*WHAT IS EXPECTED:*
Please transcribe the lines below exactly, and leave every image behind.

(Photo-based referring expression data)

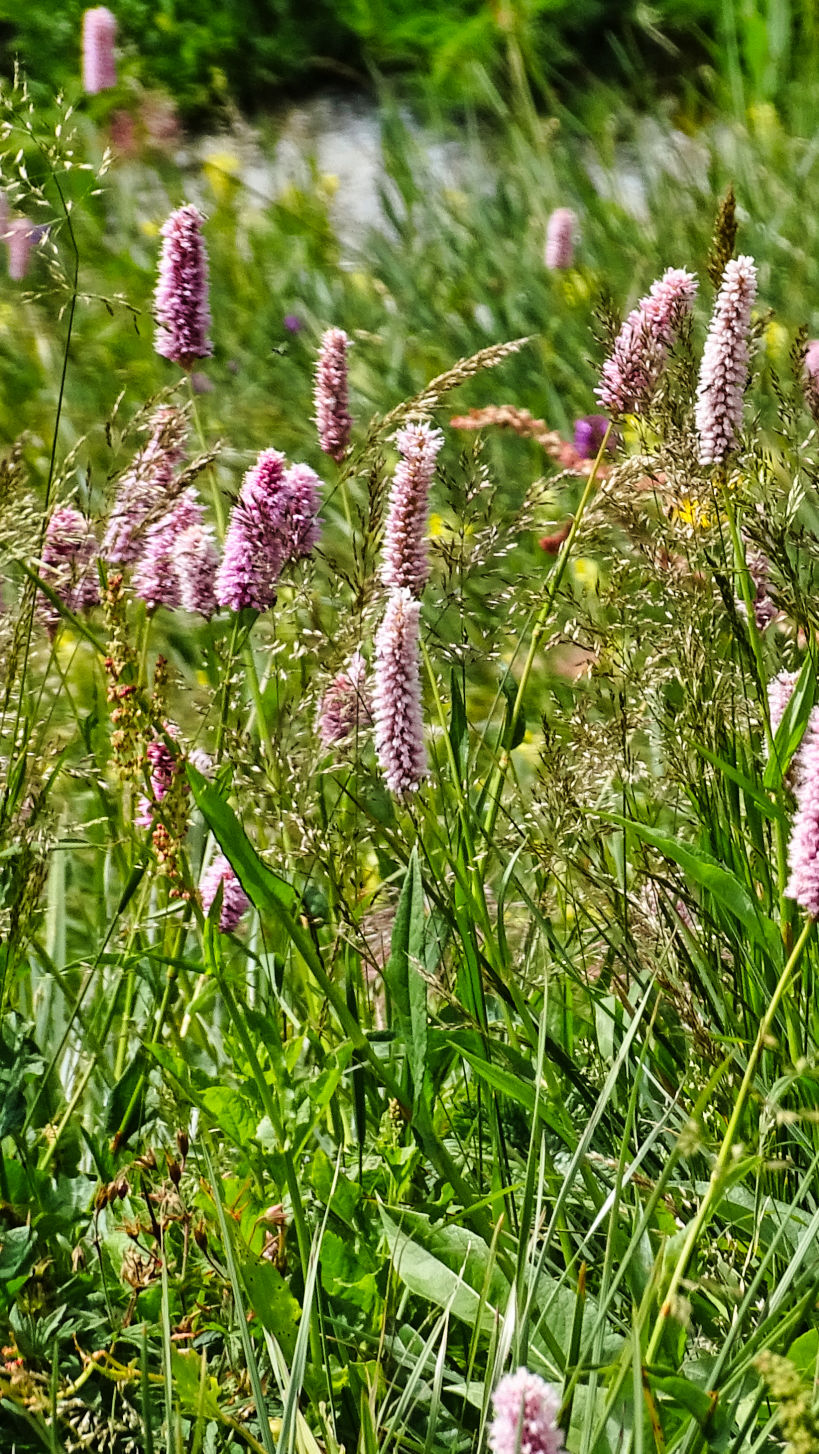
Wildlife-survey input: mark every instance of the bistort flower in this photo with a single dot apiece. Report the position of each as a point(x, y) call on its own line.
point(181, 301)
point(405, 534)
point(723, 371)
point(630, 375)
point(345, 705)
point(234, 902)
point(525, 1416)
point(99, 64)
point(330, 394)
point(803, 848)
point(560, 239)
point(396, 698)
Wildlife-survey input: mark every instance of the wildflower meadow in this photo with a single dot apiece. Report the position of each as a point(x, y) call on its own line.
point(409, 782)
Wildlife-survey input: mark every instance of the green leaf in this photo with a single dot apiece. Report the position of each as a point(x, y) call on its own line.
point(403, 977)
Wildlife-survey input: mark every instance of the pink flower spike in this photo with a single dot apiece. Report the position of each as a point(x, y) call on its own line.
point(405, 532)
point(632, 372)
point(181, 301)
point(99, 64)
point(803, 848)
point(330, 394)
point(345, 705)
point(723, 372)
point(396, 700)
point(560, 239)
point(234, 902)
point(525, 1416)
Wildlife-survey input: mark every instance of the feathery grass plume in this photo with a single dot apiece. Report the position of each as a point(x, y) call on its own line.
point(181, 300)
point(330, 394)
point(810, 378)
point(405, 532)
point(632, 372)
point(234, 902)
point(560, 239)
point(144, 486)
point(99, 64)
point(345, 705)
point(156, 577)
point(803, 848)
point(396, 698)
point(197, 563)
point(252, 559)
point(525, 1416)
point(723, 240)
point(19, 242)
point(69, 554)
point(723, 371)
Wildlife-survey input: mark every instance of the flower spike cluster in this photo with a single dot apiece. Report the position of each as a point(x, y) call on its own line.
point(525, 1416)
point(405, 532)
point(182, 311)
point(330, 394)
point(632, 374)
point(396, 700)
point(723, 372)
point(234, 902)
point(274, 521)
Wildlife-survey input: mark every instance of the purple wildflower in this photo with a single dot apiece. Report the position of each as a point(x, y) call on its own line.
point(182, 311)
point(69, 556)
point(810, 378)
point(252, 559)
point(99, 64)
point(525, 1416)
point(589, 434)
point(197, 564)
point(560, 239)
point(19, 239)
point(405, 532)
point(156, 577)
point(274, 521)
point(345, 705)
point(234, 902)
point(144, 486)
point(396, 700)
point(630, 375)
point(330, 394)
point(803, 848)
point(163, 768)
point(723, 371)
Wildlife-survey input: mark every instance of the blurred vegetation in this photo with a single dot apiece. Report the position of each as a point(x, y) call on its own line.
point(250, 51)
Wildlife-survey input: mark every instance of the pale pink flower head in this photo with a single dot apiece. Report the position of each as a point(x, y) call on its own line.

*ANSWER SECTION:*
Wildlife-survey input: mark every instance of the bistort flower in this photo with a single dot apiece. Report the position of each as a point(x, y) call on its own line.
point(181, 301)
point(405, 534)
point(723, 371)
point(630, 375)
point(345, 705)
point(234, 902)
point(525, 1416)
point(99, 64)
point(330, 394)
point(803, 848)
point(560, 239)
point(396, 698)
Wildlife-survey input: mark every instance of the wildflower meadow in this photo with a single dot apiece. Report the position of each as a point(x, y) call on its own line.
point(409, 782)
Wildlife-survey input: mark every instance of the green leaf in this photo with a single dot apiece. Report the position of each as a point(x, y) call on its own line.
point(403, 977)
Wildlife-survey input: mark every instance of the pink flower spike in this photo with a single dot apiece. Report the position of each as a point(x, y) call on its own line.
point(405, 532)
point(632, 372)
point(181, 301)
point(99, 64)
point(803, 848)
point(330, 394)
point(345, 705)
point(723, 372)
point(396, 700)
point(560, 239)
point(234, 902)
point(525, 1416)
Wildlife-survey input: mark every instance of the feathery grass plume in this photo with a single dot apiece. Report the position of each as a point(x, y) call on its own line.
point(181, 300)
point(330, 394)
point(810, 378)
point(405, 532)
point(632, 372)
point(234, 902)
point(560, 239)
point(144, 486)
point(99, 64)
point(345, 705)
point(156, 577)
point(803, 848)
point(396, 698)
point(197, 563)
point(252, 559)
point(525, 1416)
point(723, 240)
point(19, 242)
point(69, 554)
point(723, 371)
Wildlife-survey input: mark every instance of the flower spike cluster in this photo with a single dot apiece. Report the position of each as a point(x, y) call on its own line.
point(525, 1416)
point(405, 532)
point(182, 311)
point(330, 394)
point(632, 374)
point(396, 700)
point(723, 372)
point(234, 902)
point(274, 521)
Wildlife-survey input: mark every instance of the purple wildflower in this photo with a single dot apiece. Report the position of each as a point(x, y) call on its own line.
point(182, 311)
point(69, 556)
point(810, 378)
point(252, 559)
point(99, 64)
point(525, 1416)
point(589, 434)
point(197, 564)
point(560, 239)
point(19, 239)
point(405, 532)
point(156, 577)
point(274, 521)
point(345, 705)
point(234, 902)
point(144, 486)
point(396, 700)
point(630, 375)
point(330, 394)
point(803, 848)
point(163, 768)
point(723, 371)
Wildlife-survey input: mark every instance of the blurred vegetation in this photo with a single dot apiece. Report the position of each as a point(x, y) call on its own line.
point(250, 51)
Wildlife-survey input: mark every instance of the pale pink flower head in this photo with a single dot apiece. Report the position of each as a point(x, y) call on its own line.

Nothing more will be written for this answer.